Job A »
Scale part of the entries: write out again the part that opens with the first line of the entries and closes with the line containing "242], [130, 128]]", both ends included, requests and all. Multiply every coordinate in the answers by 0.75 and round to whole numbers, halves up, leaving every other number unchanged.

Hardy WILLIAMS et al., Plaintiffs,
Maurice OSSER et al., Defendants

The opinion of the court was delivered by: ROSENN

MAX ROSENN, Circuit Judge.

Plaintiffs have instituted a civil rights class action challenging certain statutes and administrative practices relating to voting. Jurisdiction for this three-judge court is asserted under 28 U.S.C. §§ 1343(3) and (4), and 42 U.S.C. § 1971(d).

Under attack before us on final hearing on the merits is the constitutionality of a section of Pennsylvania's "First Class City Permanent Registration Act," 25 P.S. § 623-1 et seq., which provides for removal from the voter registration lists of persons who have not voted at any election or primary during the two immediately preceding calendar years and who, after notice, have failed to request reinstatement of registration, 25 P.S. § 623-40 *fn1" (referred to hereinafter as the two-year purge). A request for preliminary injunction against the operation of that section was earlier denied by this court in an opinion by Judge Luongo. *fn2" Williams v. Osser, 326 F. Supp. 1139 (E.D. Pa. 1971).

 Plaintiffs' complaint is that the two-year purge statute places an unconstitutional burden upon the fundamental right to vote. They contend that the section violates the equal protection clause by singling out for separate treatment those who have not voted for two consecutive calendar years. *fn3"

 Named plaintiffs are five candidates who ran in the May 18, 1971, Philadelphia Democratic primary, the Black Political Forum, and four other residents of Philadelphia. One of the plaintiffs was stricken from the registration list by the two-year purge. Each plaintiff sues on his own behalf and on behalf of others similarly situated. Defendants are the three Philadelphia city commissioners and the deputy commissioner in charge of registration.

 At the hearing on plaintiffs' motion for preliminary injunction, we found the following facts:


In January 1971, pursuant to the provisions of § 623-40, the Commissioners mailed first notices to 92,000 registered voters who have failed to vote for two consecutive years. Approximately 11,000 persons responded within the prescribed time and were reinstated. Thereafter, notices of cancellation (second notices) were mailed to the 81,000 persons who had failed to respond to the first notice. As required by § 623-40, the Commissioners furnished to representatives of the political parties a list of all persons to whom cancellation notices had been sent. Each of the parties has procedures for verifying the accuracy of the purge list and for seeking reinstatement of those voters who want to remain on the rolls. Some 2,000 of those to whom cancellation notices were mailed requested, and were granted, reinstatement.

Job B »
From the court opinion, list every count of people in the findings about the January 1971 notices, and say what each count refers to.

Data to use »
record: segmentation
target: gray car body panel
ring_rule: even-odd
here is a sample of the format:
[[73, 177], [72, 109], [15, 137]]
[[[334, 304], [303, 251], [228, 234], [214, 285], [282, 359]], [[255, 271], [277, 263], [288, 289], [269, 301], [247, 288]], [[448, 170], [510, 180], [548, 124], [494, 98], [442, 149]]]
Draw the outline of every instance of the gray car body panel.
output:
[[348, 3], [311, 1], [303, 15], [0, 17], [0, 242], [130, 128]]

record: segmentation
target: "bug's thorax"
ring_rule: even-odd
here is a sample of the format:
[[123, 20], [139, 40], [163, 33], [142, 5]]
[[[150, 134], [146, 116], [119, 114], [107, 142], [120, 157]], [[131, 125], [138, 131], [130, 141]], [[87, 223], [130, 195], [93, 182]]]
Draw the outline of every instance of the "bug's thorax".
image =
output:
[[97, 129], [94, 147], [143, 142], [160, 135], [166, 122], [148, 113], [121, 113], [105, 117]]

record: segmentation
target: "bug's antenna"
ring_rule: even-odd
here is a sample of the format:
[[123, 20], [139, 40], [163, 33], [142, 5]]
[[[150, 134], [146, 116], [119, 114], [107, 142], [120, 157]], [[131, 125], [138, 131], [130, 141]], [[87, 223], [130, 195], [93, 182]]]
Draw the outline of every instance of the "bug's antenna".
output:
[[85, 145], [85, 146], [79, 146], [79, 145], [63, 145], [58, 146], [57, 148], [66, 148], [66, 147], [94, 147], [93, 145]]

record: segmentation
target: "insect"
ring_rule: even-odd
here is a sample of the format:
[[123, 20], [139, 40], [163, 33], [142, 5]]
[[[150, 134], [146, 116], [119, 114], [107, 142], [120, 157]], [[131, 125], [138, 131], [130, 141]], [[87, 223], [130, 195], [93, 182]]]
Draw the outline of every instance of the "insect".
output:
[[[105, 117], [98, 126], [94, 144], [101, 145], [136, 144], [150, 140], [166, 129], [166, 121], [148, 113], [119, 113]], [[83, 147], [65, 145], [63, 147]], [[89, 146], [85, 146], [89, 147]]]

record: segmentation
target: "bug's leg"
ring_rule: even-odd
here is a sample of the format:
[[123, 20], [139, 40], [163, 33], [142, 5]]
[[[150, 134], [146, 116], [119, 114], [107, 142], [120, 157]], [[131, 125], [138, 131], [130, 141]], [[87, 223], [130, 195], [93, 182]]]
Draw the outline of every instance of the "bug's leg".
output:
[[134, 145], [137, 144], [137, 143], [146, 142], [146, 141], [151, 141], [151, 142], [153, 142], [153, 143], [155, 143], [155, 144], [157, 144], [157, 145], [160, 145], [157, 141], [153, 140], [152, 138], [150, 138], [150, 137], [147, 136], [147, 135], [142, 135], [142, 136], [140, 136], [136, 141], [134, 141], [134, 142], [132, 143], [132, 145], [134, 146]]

Task result A »
record: segmentation
target: gray car body panel
ring_rule: even-odd
here is a sample of the format:
[[73, 177], [72, 109], [15, 137]]
[[[334, 304], [303, 251], [228, 234], [214, 285], [282, 359]], [[255, 271], [277, 263], [288, 289], [269, 301], [247, 288]], [[448, 170], [510, 180], [548, 124], [494, 98], [442, 149]]]
Draw the outline of every instance of the gray car body panel.
output:
[[261, 2], [233, 1], [227, 11], [0, 13], [0, 182], [98, 96]]

Task result B »
- 92,000: registered voters mailed first notices for failing to vote for two consecutive years
- Approximately 11,000: persons who responded within the prescribed time and were reinstated
- 81,000: persons mailed notices of cancellation (second notices) for failing to respond to the first notice
- Some 2,000: persons sent cancellation notices who requested reinstatement and were granted it